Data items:
--------------------------------

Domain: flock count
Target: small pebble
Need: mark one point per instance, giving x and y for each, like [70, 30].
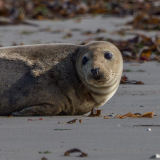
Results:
[155, 156]
[148, 129]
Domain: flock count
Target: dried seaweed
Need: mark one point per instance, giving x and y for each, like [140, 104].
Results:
[67, 153]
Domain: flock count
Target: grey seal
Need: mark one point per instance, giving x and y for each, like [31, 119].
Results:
[58, 79]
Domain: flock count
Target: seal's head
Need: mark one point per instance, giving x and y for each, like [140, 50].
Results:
[99, 64]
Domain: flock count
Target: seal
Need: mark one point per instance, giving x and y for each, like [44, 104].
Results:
[58, 79]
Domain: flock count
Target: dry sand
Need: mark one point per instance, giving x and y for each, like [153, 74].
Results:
[112, 139]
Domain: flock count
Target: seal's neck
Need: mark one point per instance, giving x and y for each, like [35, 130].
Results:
[102, 94]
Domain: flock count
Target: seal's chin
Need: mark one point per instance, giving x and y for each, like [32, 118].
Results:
[97, 81]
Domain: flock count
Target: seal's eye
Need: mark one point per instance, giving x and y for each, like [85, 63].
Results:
[108, 55]
[84, 60]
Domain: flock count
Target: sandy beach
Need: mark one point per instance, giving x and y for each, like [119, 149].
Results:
[28, 138]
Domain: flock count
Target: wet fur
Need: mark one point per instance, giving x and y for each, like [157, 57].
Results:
[42, 80]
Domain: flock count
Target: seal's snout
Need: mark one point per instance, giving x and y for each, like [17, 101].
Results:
[95, 73]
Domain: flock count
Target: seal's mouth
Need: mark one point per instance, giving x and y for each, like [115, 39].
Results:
[100, 79]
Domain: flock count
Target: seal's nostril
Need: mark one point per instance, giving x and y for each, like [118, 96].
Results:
[95, 71]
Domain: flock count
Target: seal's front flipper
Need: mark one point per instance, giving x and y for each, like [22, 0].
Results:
[39, 110]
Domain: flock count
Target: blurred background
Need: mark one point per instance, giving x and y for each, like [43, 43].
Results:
[132, 25]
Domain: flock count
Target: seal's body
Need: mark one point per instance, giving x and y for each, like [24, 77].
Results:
[58, 79]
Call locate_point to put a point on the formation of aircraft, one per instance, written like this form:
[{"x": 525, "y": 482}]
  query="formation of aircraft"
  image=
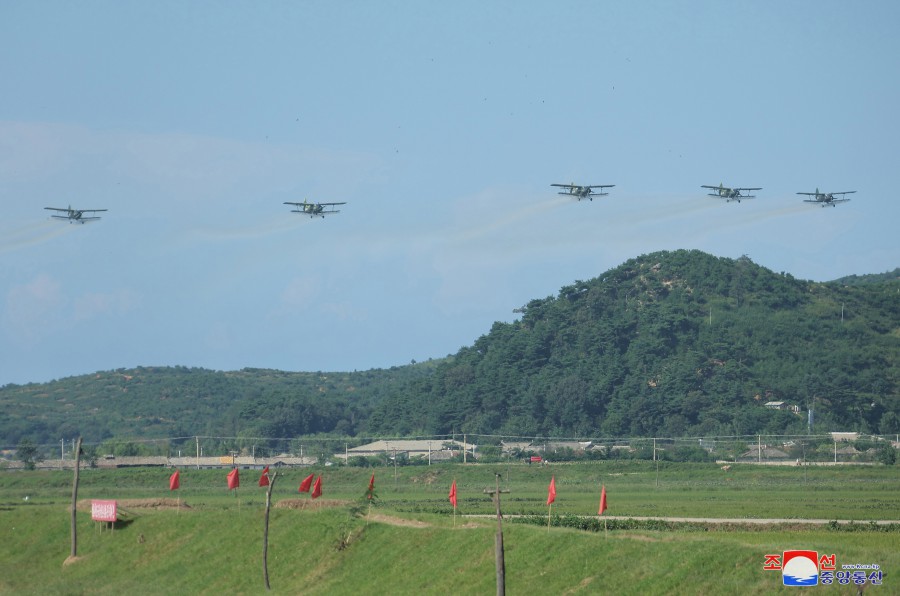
[
  {"x": 314, "y": 209},
  {"x": 583, "y": 192},
  {"x": 75, "y": 215},
  {"x": 826, "y": 198},
  {"x": 571, "y": 190},
  {"x": 729, "y": 194}
]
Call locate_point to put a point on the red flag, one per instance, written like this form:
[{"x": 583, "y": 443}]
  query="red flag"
[
  {"x": 453, "y": 494},
  {"x": 304, "y": 486}
]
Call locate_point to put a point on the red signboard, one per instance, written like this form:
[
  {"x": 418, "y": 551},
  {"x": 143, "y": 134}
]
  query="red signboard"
[{"x": 103, "y": 510}]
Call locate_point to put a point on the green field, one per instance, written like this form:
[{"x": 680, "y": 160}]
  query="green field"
[{"x": 410, "y": 542}]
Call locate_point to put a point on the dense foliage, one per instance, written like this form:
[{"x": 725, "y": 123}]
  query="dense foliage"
[
  {"x": 670, "y": 344},
  {"x": 667, "y": 344}
]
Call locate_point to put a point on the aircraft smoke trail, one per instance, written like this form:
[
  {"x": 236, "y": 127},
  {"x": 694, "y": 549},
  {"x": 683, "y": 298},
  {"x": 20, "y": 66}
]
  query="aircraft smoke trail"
[
  {"x": 275, "y": 225},
  {"x": 32, "y": 235},
  {"x": 508, "y": 218}
]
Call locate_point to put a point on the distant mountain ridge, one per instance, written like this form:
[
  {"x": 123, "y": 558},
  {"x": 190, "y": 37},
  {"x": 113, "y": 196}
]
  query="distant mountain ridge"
[{"x": 674, "y": 343}]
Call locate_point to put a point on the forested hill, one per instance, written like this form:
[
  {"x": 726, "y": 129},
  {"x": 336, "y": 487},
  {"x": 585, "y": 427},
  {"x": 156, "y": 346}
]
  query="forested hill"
[
  {"x": 672, "y": 344},
  {"x": 667, "y": 344}
]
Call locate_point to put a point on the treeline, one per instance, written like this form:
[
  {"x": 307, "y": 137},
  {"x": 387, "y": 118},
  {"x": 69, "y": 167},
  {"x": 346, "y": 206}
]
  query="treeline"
[
  {"x": 668, "y": 344},
  {"x": 672, "y": 344}
]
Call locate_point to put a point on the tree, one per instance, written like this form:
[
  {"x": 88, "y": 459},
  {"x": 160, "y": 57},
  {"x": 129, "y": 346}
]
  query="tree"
[
  {"x": 28, "y": 454},
  {"x": 887, "y": 454}
]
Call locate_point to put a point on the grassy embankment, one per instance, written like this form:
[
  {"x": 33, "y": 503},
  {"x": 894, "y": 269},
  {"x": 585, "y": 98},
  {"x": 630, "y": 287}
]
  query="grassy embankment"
[{"x": 411, "y": 545}]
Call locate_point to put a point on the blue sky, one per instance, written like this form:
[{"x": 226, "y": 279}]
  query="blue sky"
[{"x": 442, "y": 126}]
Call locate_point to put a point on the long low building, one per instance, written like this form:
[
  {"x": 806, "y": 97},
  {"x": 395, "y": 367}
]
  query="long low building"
[{"x": 433, "y": 450}]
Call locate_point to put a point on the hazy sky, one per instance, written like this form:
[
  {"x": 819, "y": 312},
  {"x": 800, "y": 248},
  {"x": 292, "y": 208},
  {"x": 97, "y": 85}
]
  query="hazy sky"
[{"x": 442, "y": 125}]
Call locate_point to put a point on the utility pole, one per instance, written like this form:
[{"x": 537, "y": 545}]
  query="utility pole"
[
  {"x": 75, "y": 499},
  {"x": 498, "y": 541},
  {"x": 266, "y": 530}
]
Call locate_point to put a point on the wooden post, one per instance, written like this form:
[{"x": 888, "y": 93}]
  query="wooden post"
[
  {"x": 74, "y": 552},
  {"x": 498, "y": 541},
  {"x": 266, "y": 530}
]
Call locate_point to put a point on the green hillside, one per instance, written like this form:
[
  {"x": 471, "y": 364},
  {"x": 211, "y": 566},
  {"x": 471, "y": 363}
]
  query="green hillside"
[
  {"x": 668, "y": 344},
  {"x": 671, "y": 344}
]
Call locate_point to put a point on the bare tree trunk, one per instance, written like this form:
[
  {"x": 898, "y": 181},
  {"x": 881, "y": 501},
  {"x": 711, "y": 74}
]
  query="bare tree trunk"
[
  {"x": 498, "y": 545},
  {"x": 266, "y": 530},
  {"x": 75, "y": 498}
]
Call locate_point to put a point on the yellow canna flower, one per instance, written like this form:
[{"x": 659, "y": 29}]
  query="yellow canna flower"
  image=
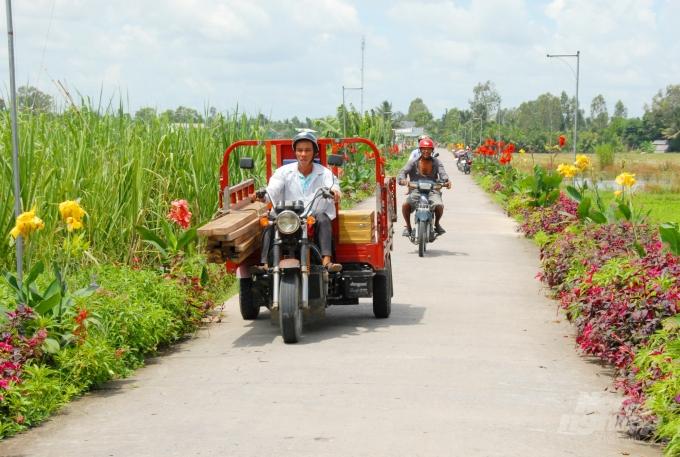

--------------------------------

Rewrite all of the records above, swapping "flock count" for "herd count" wherever it appears and keeping every other word unchanged. Leave the pictures out of your version.

Domain: herd count
Target: small pebble
Need: mark one point per instance, giving x and y for each, like [70, 30].
Results:
[155, 156]
[148, 129]
Domain: herd count
Target: dried seaweed
Need: mark one point per instance, giving x and y for each, like [140, 104].
Results:
[67, 153]
Domain: herd count
Target: grey seal
Need: mark one point per instance, giving x and y for each, like [31, 119].
Results:
[58, 79]
Domain: herd count
Target: seal's head
Need: mark one point per instance, giving x and y for each, like [140, 50].
Results:
[99, 64]
Domain: herd count
Target: seal
Need: mark one point per instance, giving x and y for each, like [44, 104].
Results:
[58, 79]
Domain: herd count
Target: dry sand
Need: mark one point per instance, giving x and y for each, like [153, 74].
Results:
[112, 139]
Domain: herd count
Target: seal's neck
Need: mark one point per instance, giving x and y for each, like [35, 130].
Results:
[102, 94]
Domain: herd count
Target: seal's chin
Need: mark one point per instance, giving x and y for each, like [32, 118].
Results:
[97, 81]
Domain: herd count
Target: seal's eye
Need: mark one point per instance, giving x and y for each, like [85, 63].
Results:
[108, 55]
[84, 60]
Domain: herd count
Target: sandy beach
Need: mark one point per instance, giving x and y for each, like [119, 149].
Results:
[28, 138]
Domain: herd count
Target: wet fur
Need: mark one point per instance, giving x and y for each, like [157, 57].
Results:
[42, 80]
Domain: herd count
Target: seal's snout
Need: mark one point per instance, giving x and y for each, like [17, 101].
Results:
[95, 73]
Domain: herd count
Target: seal's mouth
Need: mark one point per instance, giving x and y for each, like [115, 39].
Results:
[100, 79]
Domain: herd count
Target: seal's nostril
Need: mark one point per instance, giving x and y for each, like [118, 96].
Results:
[95, 71]
Domain: herd count
Target: seal's front flipper
Need: mark one point per instance, giving x and y for each, like [22, 0].
Results:
[39, 110]
Domain: herd count
Target: blurred background
Need: mark one point per instance, giving x and y for each, like [43, 43].
Results:
[132, 25]
Domain: herd count
Target: seal's body
Need: mark one point per instance, giving x and y for each, like [24, 77].
Results:
[58, 79]
Call locate_point to put a point on the formation of aircraft, one per instance, written like this form:
[{"x": 525, "y": 482}]
  query="formation of aircraft"
  image=
[
  {"x": 314, "y": 209},
  {"x": 583, "y": 192},
  {"x": 75, "y": 215},
  {"x": 826, "y": 198},
  {"x": 571, "y": 190},
  {"x": 729, "y": 194}
]
Call locate_point to put a point on the red flag, one per instance, written like this form:
[{"x": 583, "y": 443}]
  query="red flag"
[
  {"x": 453, "y": 494},
  {"x": 304, "y": 486}
]
Call locate_point to put a point on the red signboard, one per instance, written like this form:
[
  {"x": 418, "y": 551},
  {"x": 143, "y": 134}
]
  query="red signboard"
[{"x": 103, "y": 510}]
Call locate_point to put a point on the green field, one per instance, written like this form:
[{"x": 680, "y": 160}]
  query="green field"
[{"x": 410, "y": 542}]
Call locate_point to put a point on the dense foliage, one per instance, written like this form:
[{"x": 725, "y": 123}]
  query="dense foliage"
[
  {"x": 670, "y": 344},
  {"x": 667, "y": 344}
]
Call locate_point to put a point on the aircraft smoke trail, one per instance, written like this form:
[
  {"x": 236, "y": 127},
  {"x": 694, "y": 549},
  {"x": 683, "y": 298},
  {"x": 20, "y": 66}
]
  query="aircraft smoke trail"
[
  {"x": 275, "y": 225},
  {"x": 32, "y": 235},
  {"x": 508, "y": 218}
]
Call locate_point to put a point on the distant mountain ridge, one per instance, written like this form:
[
  {"x": 123, "y": 558},
  {"x": 190, "y": 37},
  {"x": 113, "y": 196}
]
  query="distant mountain ridge"
[{"x": 674, "y": 343}]
Call locate_point to put a point on the forested hill, one per instance, written like this form:
[
  {"x": 726, "y": 129},
  {"x": 336, "y": 487},
  {"x": 585, "y": 427},
  {"x": 156, "y": 346}
]
  query="forested hill"
[
  {"x": 672, "y": 344},
  {"x": 667, "y": 344}
]
Call locate_point to put a point on the treeline, one per instance, written like this form:
[
  {"x": 307, "y": 137},
  {"x": 387, "y": 118},
  {"x": 69, "y": 167},
  {"x": 346, "y": 206}
]
  query="treeline"
[
  {"x": 668, "y": 344},
  {"x": 672, "y": 344}
]
Call locate_point to put a point on the tree, one per instance, written like this form:
[
  {"x": 88, "y": 459},
  {"x": 160, "y": 57},
  {"x": 129, "y": 346}
]
  query="tree"
[
  {"x": 28, "y": 454},
  {"x": 887, "y": 454}
]
Call locate_point to put a point on the grassy embankment, one per instance, written like this form:
[
  {"x": 33, "y": 503},
  {"x": 894, "y": 269},
  {"x": 585, "y": 98},
  {"x": 630, "y": 287}
]
  query="grassy embankment"
[{"x": 411, "y": 545}]
Call locate_point to put a point on the blue sky, one per instance, written like this form:
[{"x": 226, "y": 279}]
  query="blue sky"
[{"x": 442, "y": 126}]
Call locate_point to put a point on the long low building, one per instance, written like this form:
[
  {"x": 806, "y": 97},
  {"x": 395, "y": 367}
]
  query="long low building"
[{"x": 433, "y": 450}]
Call locate_point to put a point on the hazy sky, one per instance, written like this form:
[
  {"x": 819, "y": 312},
  {"x": 800, "y": 248},
  {"x": 292, "y": 208},
  {"x": 97, "y": 85}
]
  query="hazy sky"
[{"x": 442, "y": 125}]
Call locate_point to put a point on the utility pole, one per instance, written like this form:
[{"x": 537, "y": 545}]
  query="utility pole"
[
  {"x": 75, "y": 499},
  {"x": 498, "y": 541},
  {"x": 266, "y": 530}
]
Call locate_point to put a point on the wooden post, one per instance, written like this form:
[{"x": 888, "y": 93}]
  query="wooden post"
[
  {"x": 74, "y": 552},
  {"x": 498, "y": 541},
  {"x": 266, "y": 530}
]
Call locate_point to put a point on the green hillside, one per instance, written like this form:
[
  {"x": 471, "y": 364},
  {"x": 211, "y": 566},
  {"x": 471, "y": 363}
]
  query="green hillside"
[
  {"x": 668, "y": 344},
  {"x": 671, "y": 344}
]
Call locate_point to put a point on the bare tree trunk, one per instance, written like this form:
[
  {"x": 898, "y": 181},
  {"x": 881, "y": 501},
  {"x": 711, "y": 74}
]
  query="bare tree trunk"
[
  {"x": 498, "y": 545},
  {"x": 266, "y": 530},
  {"x": 75, "y": 498}
]
Call locate_point to put a point on the yellow canna flower, one per instance, written like this form:
[{"x": 659, "y": 29}]
  query="yellow canna flower"
  image=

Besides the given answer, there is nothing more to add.